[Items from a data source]
>>>>>

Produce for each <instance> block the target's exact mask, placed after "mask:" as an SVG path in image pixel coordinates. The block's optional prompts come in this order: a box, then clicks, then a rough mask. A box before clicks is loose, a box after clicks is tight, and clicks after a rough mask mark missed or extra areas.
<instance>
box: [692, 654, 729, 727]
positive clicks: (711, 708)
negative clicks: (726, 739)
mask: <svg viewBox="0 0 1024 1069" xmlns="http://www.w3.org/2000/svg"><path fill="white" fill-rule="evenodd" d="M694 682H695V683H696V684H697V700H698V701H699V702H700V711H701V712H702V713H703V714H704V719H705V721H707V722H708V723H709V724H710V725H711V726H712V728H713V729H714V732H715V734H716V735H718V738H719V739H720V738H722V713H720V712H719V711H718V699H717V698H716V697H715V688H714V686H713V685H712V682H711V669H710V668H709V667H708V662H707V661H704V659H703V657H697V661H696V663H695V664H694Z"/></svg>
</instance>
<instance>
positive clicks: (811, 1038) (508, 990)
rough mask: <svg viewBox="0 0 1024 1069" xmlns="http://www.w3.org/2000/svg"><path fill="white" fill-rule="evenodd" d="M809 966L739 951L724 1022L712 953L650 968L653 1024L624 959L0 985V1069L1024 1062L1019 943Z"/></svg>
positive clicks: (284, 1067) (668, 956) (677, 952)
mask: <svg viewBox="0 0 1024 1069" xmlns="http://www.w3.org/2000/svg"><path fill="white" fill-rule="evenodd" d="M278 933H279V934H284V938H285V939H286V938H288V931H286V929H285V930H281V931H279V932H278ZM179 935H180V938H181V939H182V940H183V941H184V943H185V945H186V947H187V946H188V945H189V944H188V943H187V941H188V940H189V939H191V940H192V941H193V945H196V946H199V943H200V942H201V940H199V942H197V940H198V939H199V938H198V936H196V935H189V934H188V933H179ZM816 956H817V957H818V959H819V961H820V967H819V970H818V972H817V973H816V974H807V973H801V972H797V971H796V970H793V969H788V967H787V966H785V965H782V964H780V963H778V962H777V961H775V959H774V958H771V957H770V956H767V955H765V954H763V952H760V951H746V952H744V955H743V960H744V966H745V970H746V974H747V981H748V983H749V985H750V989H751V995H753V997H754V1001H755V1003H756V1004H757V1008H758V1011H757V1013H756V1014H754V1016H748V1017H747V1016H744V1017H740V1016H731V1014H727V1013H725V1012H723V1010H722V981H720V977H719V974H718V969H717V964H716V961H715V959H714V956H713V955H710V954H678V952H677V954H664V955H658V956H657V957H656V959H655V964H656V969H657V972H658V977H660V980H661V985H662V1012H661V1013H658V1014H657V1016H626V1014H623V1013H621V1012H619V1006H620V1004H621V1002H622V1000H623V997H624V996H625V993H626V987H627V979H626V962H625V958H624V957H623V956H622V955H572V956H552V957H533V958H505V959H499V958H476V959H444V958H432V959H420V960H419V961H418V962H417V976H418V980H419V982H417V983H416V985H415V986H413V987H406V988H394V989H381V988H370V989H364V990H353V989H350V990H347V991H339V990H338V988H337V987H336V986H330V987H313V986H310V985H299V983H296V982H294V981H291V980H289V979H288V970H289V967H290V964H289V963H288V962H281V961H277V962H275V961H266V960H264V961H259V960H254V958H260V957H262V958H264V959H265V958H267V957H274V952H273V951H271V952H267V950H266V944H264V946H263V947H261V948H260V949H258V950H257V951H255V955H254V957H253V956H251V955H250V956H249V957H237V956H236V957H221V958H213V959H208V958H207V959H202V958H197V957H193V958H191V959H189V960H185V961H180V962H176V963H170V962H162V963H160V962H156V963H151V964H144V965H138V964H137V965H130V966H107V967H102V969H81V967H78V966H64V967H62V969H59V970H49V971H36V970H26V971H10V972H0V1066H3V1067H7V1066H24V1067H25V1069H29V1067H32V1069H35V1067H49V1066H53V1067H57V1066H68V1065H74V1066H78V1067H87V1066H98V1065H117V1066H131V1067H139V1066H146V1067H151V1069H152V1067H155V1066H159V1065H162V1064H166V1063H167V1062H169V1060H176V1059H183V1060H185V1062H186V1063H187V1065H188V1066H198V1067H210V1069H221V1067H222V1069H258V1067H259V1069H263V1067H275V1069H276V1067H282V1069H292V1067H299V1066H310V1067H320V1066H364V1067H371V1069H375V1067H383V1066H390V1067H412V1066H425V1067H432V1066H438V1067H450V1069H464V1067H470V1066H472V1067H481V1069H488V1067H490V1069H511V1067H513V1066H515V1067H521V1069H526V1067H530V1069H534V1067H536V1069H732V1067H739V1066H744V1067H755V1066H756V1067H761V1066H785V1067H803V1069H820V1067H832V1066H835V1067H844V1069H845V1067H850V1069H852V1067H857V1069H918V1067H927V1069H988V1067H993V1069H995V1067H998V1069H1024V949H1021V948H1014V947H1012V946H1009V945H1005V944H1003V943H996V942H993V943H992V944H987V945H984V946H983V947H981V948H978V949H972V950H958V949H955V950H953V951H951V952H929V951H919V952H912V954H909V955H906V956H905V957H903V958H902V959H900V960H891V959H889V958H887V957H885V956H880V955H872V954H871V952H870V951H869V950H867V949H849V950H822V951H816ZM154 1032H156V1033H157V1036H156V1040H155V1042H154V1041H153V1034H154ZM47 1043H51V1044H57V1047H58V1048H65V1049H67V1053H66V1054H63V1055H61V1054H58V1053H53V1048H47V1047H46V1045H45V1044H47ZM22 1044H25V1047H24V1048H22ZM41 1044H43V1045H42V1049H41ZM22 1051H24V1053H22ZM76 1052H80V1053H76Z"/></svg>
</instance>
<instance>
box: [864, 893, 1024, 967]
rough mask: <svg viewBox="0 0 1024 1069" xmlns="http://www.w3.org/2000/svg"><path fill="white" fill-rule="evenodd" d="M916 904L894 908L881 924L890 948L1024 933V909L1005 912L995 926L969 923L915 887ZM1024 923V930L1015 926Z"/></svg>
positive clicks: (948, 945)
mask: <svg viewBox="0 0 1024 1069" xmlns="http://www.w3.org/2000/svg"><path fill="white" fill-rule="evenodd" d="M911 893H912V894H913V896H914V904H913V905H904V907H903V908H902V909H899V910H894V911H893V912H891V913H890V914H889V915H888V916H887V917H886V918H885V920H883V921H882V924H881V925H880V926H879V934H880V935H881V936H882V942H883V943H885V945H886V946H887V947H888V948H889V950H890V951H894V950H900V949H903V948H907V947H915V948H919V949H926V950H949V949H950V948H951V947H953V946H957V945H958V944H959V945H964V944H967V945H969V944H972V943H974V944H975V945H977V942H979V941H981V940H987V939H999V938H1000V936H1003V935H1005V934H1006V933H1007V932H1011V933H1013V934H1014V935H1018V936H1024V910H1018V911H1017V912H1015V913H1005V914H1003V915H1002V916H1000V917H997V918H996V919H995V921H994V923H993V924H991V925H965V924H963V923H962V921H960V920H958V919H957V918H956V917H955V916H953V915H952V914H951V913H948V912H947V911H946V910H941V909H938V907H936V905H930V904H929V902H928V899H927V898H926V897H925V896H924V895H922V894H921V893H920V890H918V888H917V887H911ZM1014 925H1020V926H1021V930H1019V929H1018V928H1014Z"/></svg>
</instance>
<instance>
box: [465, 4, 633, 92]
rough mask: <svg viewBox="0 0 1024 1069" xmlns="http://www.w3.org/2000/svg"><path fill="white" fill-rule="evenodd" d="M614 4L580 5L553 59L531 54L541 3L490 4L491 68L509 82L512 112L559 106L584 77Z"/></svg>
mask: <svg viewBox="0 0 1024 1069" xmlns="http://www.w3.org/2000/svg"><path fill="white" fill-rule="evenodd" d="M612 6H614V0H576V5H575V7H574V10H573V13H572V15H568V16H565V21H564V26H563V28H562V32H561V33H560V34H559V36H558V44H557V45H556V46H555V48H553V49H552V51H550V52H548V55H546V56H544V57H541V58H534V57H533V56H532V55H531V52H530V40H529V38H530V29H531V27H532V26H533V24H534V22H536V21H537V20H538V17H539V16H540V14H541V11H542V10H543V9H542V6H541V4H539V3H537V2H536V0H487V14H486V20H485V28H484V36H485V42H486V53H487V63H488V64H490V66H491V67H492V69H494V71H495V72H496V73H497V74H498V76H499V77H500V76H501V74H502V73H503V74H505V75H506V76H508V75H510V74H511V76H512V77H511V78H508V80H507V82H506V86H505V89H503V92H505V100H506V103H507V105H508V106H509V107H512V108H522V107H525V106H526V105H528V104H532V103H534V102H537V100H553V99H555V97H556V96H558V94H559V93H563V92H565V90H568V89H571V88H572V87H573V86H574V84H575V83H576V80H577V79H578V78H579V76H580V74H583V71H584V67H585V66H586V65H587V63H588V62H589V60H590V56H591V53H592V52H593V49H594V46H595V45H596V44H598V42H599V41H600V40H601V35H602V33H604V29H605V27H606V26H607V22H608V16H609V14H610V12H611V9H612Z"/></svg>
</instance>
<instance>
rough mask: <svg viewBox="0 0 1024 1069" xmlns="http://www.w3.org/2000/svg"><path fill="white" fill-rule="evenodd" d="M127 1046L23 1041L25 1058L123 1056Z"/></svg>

<<<<<

Assignment:
The expected output is the exact run of lines from the start of the entries through the line with "966L739 951L724 1022L712", inclusive.

Task output:
Produce for each <instance> block the target's exact mask, placed after "mask:" as an SVG path in image pixel coordinates. The block's optional prompts come in this order: a box, then clicks, then a rough mask. A box before clicks is loose, a box after clicks is tight, and clicks after a rough mask mark missed or extra areas.
<instance>
box: [692, 654, 729, 727]
positive clicks: (711, 708)
negative clicks: (726, 739)
mask: <svg viewBox="0 0 1024 1069" xmlns="http://www.w3.org/2000/svg"><path fill="white" fill-rule="evenodd" d="M694 682H695V683H696V684H697V700H698V701H699V702H700V711H701V712H702V713H703V714H704V719H705V721H707V722H708V723H709V724H710V725H711V726H712V728H713V729H714V732H715V734H716V735H718V738H719V739H720V738H722V713H720V712H719V711H718V699H717V698H716V697H715V688H714V686H713V685H712V682H711V669H710V668H709V667H708V662H707V661H704V659H703V657H697V661H696V663H695V664H694Z"/></svg>
</instance>
<instance>
positive clicks: (811, 1038) (508, 990)
rough mask: <svg viewBox="0 0 1024 1069" xmlns="http://www.w3.org/2000/svg"><path fill="white" fill-rule="evenodd" d="M809 966L739 951L724 1022L712 953L650 968L653 1024L624 959L0 985V1069L1024 1062L1019 943Z"/></svg>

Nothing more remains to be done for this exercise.